── Reading text ──
USAF’s 65th Aggressor Squadron Scheduled to be Deactivated.

USAF’s 65th Aggressor Squadron Scheduled to be Deactivated.

USAF’s 65th Aggressor Squadron Scheduled to be Deactivated

Story and Photos by Steven Valinski

August 10, 2014

According to a recent Las Vegas Review-Journal Article, the United States Air Force’s 65th Aggressor Squadron (65 AGRS), based out of Nellis Air Force Base in Nevada will be deactivated on September 26, 2014. The 65th AGRS currently flies McDonnell Douglas F-15C Eagles painted in various adversary camouflage paint schemes. The squadron consists of highly trained, skilled and experienced pilots whose role is to emulate the tactics of potential adversaries during exercises such as Red Flag.

According to the article, seven of the 65th AGRS’s F-15C’s (six plus one spare) will be temporarily transferred to the 64th Aggressor Squadron (64 AGRS) until March of 2015. These aircraft will fly in any Red Flag exercises between now and then. The remaining aircraft will be allocated to various Air National Guard units.
───
Given task A:
Summarize the squadron deactivation article in two sentences.
Given task B:
Please retype the passage of the squadron deactivation article between "According to a" and "as Red Flag.", inclusive.
Given task C:
Write what comes next in the squadron deactivation article, picking up after its final sentence.
── Supplied data ──
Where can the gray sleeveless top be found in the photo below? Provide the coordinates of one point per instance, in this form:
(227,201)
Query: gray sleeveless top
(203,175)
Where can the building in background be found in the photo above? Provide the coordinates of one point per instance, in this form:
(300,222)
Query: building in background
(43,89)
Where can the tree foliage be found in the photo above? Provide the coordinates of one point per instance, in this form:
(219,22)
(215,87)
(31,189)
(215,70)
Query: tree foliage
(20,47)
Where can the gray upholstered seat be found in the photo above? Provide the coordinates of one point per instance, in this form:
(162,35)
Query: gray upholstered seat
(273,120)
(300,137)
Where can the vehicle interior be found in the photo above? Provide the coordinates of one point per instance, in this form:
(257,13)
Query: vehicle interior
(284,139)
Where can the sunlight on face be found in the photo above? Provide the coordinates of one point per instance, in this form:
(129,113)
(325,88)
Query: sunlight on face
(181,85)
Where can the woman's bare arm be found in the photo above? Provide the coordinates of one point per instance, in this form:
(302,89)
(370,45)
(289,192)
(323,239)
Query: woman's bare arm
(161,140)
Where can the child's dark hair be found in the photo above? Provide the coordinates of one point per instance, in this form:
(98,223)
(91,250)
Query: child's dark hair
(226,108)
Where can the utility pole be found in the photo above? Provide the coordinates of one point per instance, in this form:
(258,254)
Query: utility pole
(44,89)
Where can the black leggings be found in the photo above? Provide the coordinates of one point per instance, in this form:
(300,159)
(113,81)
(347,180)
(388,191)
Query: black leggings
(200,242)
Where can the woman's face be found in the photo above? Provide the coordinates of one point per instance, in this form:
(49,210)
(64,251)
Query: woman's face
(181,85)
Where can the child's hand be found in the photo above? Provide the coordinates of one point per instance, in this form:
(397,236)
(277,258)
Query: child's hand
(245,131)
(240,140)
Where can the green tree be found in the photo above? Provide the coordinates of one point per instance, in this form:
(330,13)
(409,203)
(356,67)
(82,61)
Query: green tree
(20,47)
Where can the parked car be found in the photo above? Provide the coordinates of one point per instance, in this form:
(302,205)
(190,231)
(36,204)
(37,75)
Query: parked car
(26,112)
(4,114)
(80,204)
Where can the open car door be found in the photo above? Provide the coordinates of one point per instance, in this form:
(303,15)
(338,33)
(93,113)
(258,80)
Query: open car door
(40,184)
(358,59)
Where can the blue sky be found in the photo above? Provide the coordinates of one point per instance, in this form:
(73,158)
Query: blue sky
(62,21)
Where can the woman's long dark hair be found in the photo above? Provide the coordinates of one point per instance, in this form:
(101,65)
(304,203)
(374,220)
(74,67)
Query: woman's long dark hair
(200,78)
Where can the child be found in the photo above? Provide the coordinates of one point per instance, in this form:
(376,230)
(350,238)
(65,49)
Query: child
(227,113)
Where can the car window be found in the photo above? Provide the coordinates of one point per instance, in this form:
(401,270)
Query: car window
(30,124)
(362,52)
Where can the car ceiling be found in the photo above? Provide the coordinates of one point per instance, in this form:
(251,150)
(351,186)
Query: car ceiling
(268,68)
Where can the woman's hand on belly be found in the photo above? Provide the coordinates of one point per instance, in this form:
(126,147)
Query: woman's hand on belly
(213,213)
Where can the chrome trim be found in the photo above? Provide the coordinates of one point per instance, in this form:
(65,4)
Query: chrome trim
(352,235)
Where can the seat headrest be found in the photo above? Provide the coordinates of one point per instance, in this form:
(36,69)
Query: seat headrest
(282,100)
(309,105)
───
Result A:
The U.S. Air Force's 65th Aggressor Squadron at Nellis Air Force Base in Nevada, whose pilots fly F-15C Eagles to emulate adversary tactics in exercises such as Red Flag, will be deactivated on September 26, 2014. Seven of its F-15Cs will be temporarily transferred to the 64th Aggressor Squadron until March 2015, and the remaining aircraft will go to various Air National Guard units.

Result B:
According to a recent Las Vegas Review-Journal Article, the United States Air Force’s 65th Aggressor Squadron (65 AGRS), based out of Nellis Air Force Base in Nevada will be deactivated on September 26, 2014. The 65th AGRS currently flies McDonnell Douglas F-15C Eagles painted in various adversary camouflage paint schemes. The squadron consists of highly trained, skilled and experienced pilots whose role is to emulate the tactics of potential adversaries during exercises such as Red Flag.

Result C:
Since some of the U.S.’s more serious threats fly Gen 5 aircraft, one can only hope that this leads to a shift to using Gen 5 aircraft as adversaries in the future. This is another significant cut to the United States defense forces that signifies the move towards leaner, but, arguably, more strategic, defenses. The 64th Aggressor Squadron (64 AGRS) was vital to the training and preparedness of our pilots, and the pilots of our allied forces, that participated in the Red Flag exercises.

From a photography/enthusiast perspective, the wonderful paint schemes of the 64th Aggressor Squadron (64 AGRS) F-15 Eagles will be missed. Not only did we appreciate the visual aspect of these aircraft, but we knew that the pilots of these aircraft were giving 110% in an effort to better prepare pilots from various branches of the U.S. Military and allied military forces.

As for now, I would like to thank the pilots, maintainers and other crew members of the 65th Aggressor Squadron for the important, and valuable, service they provided for the United States and our allies.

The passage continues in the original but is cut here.